(Requirements) Reproduce the records between the lines holding "Each instance of the tile" and "(1135, 634)", inclusive, changing "potted plant" to "houseplant" and leaving everything else as it is.

[Point annotation records]
◇ ◇ ◇ ◇ ◇ ◇ ◇

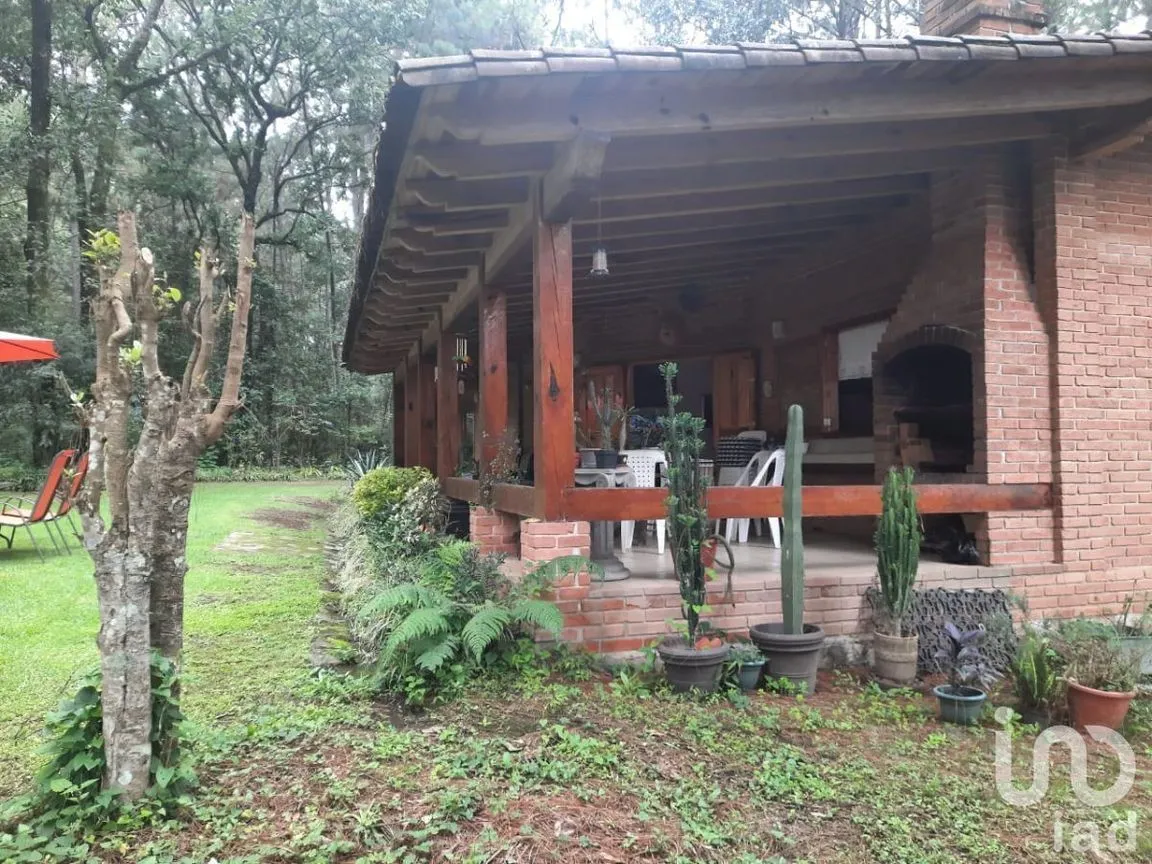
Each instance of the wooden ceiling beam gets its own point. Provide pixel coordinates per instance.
(661, 183)
(1126, 129)
(812, 142)
(700, 203)
(788, 214)
(558, 196)
(419, 263)
(667, 107)
(463, 159)
(444, 224)
(453, 195)
(707, 236)
(426, 243)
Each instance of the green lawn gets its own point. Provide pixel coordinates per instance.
(567, 764)
(248, 614)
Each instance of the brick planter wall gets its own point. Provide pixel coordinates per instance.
(546, 540)
(494, 531)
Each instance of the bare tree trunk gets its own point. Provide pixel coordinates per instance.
(138, 550)
(39, 163)
(169, 565)
(122, 586)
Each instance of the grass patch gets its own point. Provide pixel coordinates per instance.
(248, 615)
(545, 767)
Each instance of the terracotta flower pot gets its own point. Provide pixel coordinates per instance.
(692, 668)
(709, 553)
(894, 657)
(1089, 706)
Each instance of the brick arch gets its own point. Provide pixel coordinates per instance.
(931, 334)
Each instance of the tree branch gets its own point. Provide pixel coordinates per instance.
(237, 342)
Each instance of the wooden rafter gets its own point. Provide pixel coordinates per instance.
(669, 108)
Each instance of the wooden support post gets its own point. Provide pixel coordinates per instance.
(427, 415)
(399, 422)
(447, 415)
(412, 414)
(493, 365)
(554, 432)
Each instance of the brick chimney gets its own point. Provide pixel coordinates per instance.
(983, 17)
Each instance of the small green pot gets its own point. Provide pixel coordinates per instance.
(960, 704)
(749, 674)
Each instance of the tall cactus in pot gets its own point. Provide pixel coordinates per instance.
(791, 646)
(897, 547)
(791, 554)
(897, 551)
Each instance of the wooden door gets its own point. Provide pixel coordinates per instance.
(733, 393)
(611, 378)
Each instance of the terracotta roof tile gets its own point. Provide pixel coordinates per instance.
(425, 72)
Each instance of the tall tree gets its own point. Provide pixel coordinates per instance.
(138, 550)
(39, 159)
(721, 22)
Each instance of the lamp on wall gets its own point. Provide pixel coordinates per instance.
(599, 255)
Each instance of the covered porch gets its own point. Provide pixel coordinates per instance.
(851, 228)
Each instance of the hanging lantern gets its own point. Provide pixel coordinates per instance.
(462, 357)
(600, 262)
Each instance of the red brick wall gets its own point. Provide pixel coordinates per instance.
(1017, 400)
(978, 275)
(983, 17)
(1094, 267)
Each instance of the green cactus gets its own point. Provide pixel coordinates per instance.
(897, 547)
(791, 556)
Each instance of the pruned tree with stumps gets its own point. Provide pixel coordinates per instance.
(138, 543)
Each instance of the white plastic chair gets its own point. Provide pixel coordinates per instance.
(643, 464)
(765, 469)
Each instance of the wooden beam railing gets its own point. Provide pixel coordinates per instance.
(613, 505)
(596, 505)
(506, 497)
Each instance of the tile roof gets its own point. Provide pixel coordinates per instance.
(482, 63)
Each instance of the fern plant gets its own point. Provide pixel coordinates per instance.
(457, 609)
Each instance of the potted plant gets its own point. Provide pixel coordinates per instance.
(608, 407)
(696, 660)
(1100, 674)
(749, 665)
(1036, 676)
(791, 648)
(897, 550)
(969, 675)
(1135, 634)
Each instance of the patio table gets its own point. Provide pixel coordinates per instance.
(603, 551)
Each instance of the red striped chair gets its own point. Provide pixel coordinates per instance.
(13, 515)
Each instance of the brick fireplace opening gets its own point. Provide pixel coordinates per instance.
(925, 380)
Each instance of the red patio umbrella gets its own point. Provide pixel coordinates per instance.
(15, 348)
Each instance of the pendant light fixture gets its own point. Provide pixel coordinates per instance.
(599, 255)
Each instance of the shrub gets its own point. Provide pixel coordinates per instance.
(383, 489)
(1036, 672)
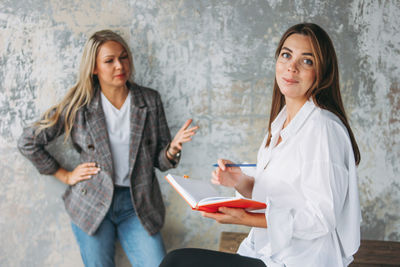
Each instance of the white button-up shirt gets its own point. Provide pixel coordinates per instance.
(309, 183)
(117, 121)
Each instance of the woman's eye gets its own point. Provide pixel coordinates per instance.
(308, 61)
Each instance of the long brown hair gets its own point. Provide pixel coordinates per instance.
(325, 91)
(83, 91)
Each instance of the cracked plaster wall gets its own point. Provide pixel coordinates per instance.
(211, 61)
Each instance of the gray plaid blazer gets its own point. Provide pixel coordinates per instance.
(87, 202)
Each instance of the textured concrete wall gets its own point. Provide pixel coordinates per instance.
(210, 60)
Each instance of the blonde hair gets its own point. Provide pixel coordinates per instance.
(83, 91)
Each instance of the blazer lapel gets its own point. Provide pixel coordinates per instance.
(137, 122)
(98, 130)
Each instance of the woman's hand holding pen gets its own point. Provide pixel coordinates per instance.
(82, 172)
(227, 215)
(226, 176)
(182, 136)
(232, 177)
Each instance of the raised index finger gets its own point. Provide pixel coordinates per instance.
(187, 123)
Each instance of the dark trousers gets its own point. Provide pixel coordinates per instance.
(195, 257)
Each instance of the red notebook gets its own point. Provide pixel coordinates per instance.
(202, 196)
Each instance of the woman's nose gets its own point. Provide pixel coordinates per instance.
(292, 66)
(118, 64)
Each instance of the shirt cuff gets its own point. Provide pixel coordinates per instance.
(279, 229)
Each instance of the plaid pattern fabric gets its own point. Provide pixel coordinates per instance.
(88, 201)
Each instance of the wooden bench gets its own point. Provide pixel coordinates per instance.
(372, 253)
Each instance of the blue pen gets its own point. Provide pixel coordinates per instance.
(237, 165)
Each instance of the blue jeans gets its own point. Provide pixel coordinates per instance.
(120, 222)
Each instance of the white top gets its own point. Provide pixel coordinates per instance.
(310, 187)
(117, 121)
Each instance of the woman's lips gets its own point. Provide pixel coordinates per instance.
(120, 76)
(289, 81)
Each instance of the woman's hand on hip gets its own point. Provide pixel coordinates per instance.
(82, 172)
(182, 136)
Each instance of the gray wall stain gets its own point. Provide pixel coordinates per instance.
(212, 61)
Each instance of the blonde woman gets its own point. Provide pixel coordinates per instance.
(121, 133)
(306, 170)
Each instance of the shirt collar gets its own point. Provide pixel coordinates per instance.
(295, 123)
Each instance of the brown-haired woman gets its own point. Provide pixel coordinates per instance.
(121, 133)
(306, 169)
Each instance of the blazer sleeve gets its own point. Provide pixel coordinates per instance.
(164, 139)
(32, 146)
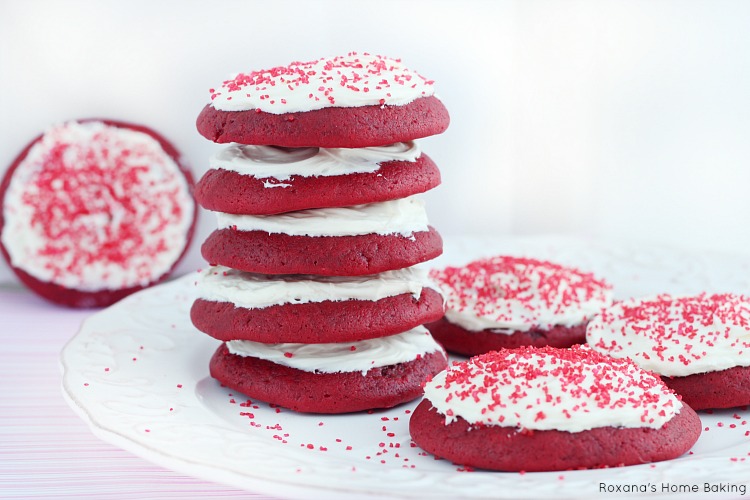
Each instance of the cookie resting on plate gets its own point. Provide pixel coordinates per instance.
(331, 378)
(505, 302)
(95, 210)
(699, 345)
(545, 409)
(234, 305)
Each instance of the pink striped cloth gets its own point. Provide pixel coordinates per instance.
(46, 451)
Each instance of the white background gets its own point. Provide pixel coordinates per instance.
(614, 119)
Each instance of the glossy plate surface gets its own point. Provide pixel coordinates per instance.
(137, 372)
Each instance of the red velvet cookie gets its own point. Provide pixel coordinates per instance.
(229, 191)
(400, 368)
(350, 101)
(261, 252)
(312, 309)
(700, 345)
(550, 409)
(95, 210)
(506, 302)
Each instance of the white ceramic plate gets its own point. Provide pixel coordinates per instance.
(137, 373)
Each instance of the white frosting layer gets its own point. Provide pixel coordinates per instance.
(544, 391)
(345, 81)
(405, 216)
(676, 336)
(271, 162)
(508, 294)
(251, 291)
(96, 207)
(359, 356)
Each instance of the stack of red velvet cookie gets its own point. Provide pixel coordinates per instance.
(313, 287)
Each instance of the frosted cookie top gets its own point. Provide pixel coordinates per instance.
(358, 356)
(676, 336)
(507, 294)
(248, 290)
(97, 206)
(572, 390)
(343, 81)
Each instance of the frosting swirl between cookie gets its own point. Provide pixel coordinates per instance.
(270, 162)
(222, 284)
(404, 216)
(358, 356)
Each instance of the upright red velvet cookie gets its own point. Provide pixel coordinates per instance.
(700, 345)
(506, 302)
(343, 241)
(351, 101)
(544, 409)
(331, 378)
(233, 305)
(261, 180)
(95, 210)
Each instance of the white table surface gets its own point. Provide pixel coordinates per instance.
(46, 451)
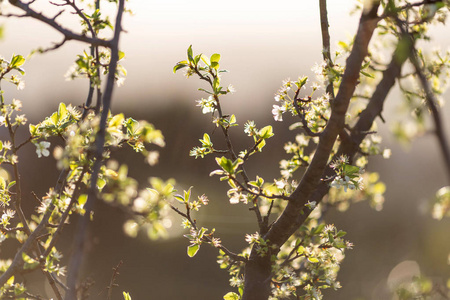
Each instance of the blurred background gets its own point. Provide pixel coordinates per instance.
(261, 44)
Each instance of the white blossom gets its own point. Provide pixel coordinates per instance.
(277, 112)
(42, 149)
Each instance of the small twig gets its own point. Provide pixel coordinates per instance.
(113, 280)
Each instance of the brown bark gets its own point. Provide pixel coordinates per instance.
(258, 269)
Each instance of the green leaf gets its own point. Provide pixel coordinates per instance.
(231, 296)
(266, 132)
(193, 249)
(62, 112)
(205, 59)
(350, 170)
(187, 194)
(341, 233)
(318, 229)
(33, 129)
(367, 74)
(313, 260)
(11, 184)
(82, 199)
(215, 58)
(16, 61)
(216, 84)
(179, 198)
(179, 66)
(197, 58)
(101, 183)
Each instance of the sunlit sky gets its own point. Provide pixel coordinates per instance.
(261, 44)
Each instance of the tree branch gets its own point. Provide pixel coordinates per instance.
(80, 238)
(68, 34)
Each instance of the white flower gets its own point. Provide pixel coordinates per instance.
(42, 149)
(207, 105)
(152, 158)
(277, 112)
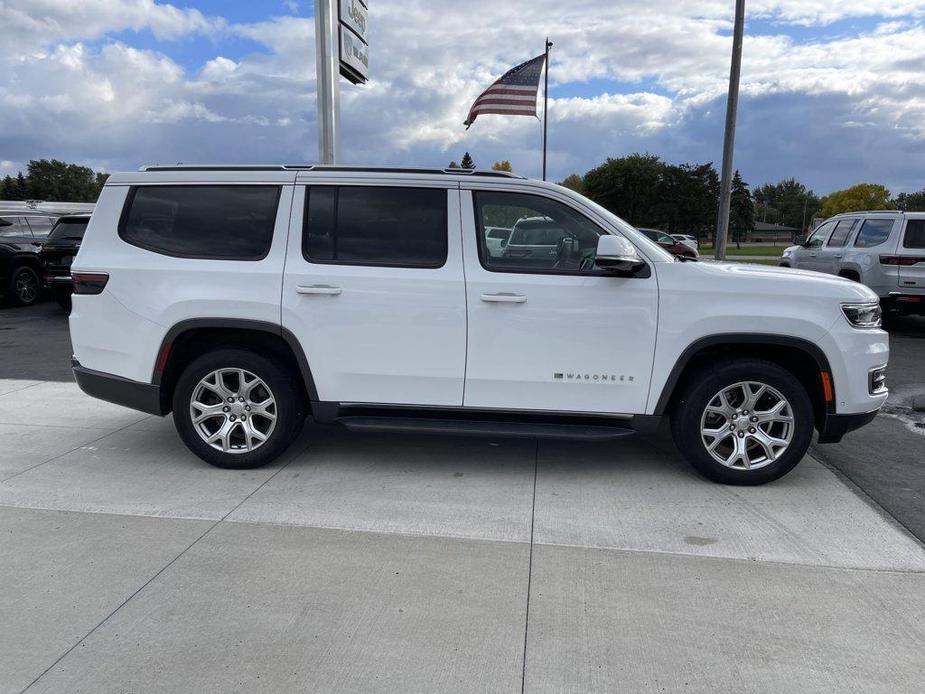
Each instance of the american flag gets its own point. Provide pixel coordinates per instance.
(513, 94)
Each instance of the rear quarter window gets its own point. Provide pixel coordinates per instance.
(217, 222)
(873, 232)
(915, 234)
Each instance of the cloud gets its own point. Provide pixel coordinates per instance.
(625, 77)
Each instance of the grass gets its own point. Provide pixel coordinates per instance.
(731, 250)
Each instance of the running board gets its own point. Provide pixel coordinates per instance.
(469, 427)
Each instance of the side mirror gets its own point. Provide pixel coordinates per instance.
(617, 256)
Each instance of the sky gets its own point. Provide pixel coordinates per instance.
(832, 92)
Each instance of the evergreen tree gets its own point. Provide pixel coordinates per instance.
(741, 210)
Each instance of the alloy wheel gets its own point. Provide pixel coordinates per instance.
(26, 286)
(233, 410)
(747, 425)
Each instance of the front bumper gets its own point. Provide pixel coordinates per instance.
(145, 397)
(835, 426)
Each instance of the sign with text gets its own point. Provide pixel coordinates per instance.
(354, 42)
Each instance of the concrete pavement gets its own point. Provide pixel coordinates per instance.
(409, 563)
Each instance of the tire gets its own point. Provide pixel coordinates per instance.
(238, 446)
(764, 460)
(25, 286)
(63, 298)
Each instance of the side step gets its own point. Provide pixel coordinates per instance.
(469, 427)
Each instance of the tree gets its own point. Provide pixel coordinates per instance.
(8, 189)
(573, 181)
(628, 186)
(741, 210)
(788, 202)
(862, 196)
(910, 202)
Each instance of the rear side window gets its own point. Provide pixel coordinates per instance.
(915, 234)
(220, 222)
(40, 226)
(69, 230)
(873, 232)
(840, 235)
(11, 227)
(363, 225)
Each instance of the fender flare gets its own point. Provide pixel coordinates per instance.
(183, 326)
(733, 339)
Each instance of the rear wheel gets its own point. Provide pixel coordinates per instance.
(25, 287)
(748, 422)
(236, 409)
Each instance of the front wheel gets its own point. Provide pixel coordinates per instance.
(237, 409)
(748, 422)
(25, 286)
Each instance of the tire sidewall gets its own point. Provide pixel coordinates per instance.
(686, 421)
(289, 407)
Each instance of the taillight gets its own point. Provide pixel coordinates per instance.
(900, 260)
(89, 282)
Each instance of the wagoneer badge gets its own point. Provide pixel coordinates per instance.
(593, 378)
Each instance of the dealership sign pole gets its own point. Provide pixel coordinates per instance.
(341, 48)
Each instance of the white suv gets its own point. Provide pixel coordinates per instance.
(883, 250)
(244, 298)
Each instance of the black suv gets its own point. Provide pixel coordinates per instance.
(21, 235)
(57, 253)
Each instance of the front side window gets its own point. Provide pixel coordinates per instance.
(915, 234)
(818, 237)
(218, 222)
(546, 236)
(840, 235)
(873, 232)
(375, 225)
(11, 227)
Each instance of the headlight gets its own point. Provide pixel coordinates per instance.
(862, 315)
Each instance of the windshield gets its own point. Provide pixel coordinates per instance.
(69, 230)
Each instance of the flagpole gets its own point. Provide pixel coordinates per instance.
(546, 105)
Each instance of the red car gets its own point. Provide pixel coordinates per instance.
(669, 244)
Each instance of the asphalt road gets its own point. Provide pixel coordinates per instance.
(885, 459)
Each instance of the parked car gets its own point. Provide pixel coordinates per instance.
(58, 252)
(243, 298)
(670, 244)
(688, 240)
(883, 250)
(496, 239)
(21, 234)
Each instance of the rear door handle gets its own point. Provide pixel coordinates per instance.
(319, 289)
(504, 298)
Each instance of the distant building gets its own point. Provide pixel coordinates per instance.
(772, 233)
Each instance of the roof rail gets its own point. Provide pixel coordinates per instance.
(871, 212)
(317, 167)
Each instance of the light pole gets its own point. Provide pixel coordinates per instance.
(732, 102)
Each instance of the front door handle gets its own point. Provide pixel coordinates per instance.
(319, 289)
(504, 298)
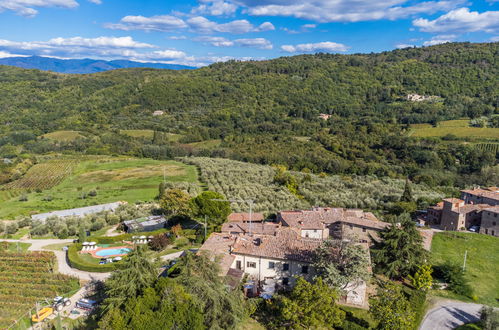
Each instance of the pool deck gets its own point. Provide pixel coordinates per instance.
(93, 252)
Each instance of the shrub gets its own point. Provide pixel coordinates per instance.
(159, 242)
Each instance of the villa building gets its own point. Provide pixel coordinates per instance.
(469, 211)
(490, 221)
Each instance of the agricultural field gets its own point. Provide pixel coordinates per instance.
(482, 264)
(44, 175)
(95, 180)
(27, 278)
(459, 128)
(238, 180)
(63, 136)
(138, 133)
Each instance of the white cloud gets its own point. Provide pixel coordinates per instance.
(163, 23)
(177, 37)
(461, 20)
(259, 43)
(345, 10)
(110, 48)
(203, 25)
(215, 8)
(77, 47)
(326, 46)
(440, 39)
(402, 46)
(27, 7)
(266, 26)
(216, 41)
(199, 24)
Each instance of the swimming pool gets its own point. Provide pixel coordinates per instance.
(113, 252)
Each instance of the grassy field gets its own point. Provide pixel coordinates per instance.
(138, 133)
(482, 264)
(112, 178)
(63, 136)
(459, 127)
(462, 132)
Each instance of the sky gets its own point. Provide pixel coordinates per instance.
(201, 32)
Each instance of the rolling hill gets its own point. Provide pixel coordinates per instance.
(81, 66)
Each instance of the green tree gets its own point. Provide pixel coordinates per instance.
(407, 194)
(391, 308)
(137, 274)
(399, 251)
(211, 205)
(422, 279)
(339, 262)
(200, 276)
(310, 306)
(176, 202)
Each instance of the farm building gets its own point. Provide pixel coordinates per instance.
(149, 223)
(78, 212)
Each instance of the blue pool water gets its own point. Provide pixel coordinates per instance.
(111, 252)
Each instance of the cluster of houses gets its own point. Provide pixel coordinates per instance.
(273, 253)
(477, 210)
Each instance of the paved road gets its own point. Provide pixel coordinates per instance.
(449, 314)
(62, 262)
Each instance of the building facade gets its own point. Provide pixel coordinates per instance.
(490, 221)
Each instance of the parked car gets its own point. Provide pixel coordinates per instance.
(474, 229)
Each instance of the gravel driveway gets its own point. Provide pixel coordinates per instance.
(448, 315)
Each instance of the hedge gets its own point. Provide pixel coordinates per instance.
(76, 262)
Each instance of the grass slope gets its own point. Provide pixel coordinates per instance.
(113, 178)
(63, 136)
(482, 264)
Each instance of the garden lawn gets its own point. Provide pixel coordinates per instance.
(482, 265)
(462, 132)
(112, 178)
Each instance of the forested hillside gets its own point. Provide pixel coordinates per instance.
(267, 112)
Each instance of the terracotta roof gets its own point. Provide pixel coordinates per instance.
(265, 228)
(240, 217)
(218, 246)
(492, 192)
(494, 209)
(317, 218)
(453, 200)
(286, 245)
(470, 208)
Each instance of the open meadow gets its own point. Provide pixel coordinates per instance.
(93, 180)
(459, 128)
(482, 264)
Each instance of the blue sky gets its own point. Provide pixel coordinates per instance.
(200, 32)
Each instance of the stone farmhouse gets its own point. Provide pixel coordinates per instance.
(273, 253)
(476, 207)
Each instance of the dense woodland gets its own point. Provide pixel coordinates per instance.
(267, 112)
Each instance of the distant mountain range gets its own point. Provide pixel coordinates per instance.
(81, 66)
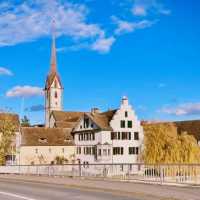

◇ ◇ ◇ ◇ ◇ ◇ ◇

(Problem solution)
Each instance of the tile roof gets its own point. Provide pixel coordinates per instance.
(482, 63)
Each instance of the fern plant gets its own point. Provide pixel coordinates per instance.
(457, 609)
Each instance of the houseplant gets its own point. Provide pixel coordinates per instance.
(608, 407)
(696, 660)
(1100, 674)
(749, 665)
(1036, 676)
(791, 648)
(897, 550)
(969, 675)
(1135, 634)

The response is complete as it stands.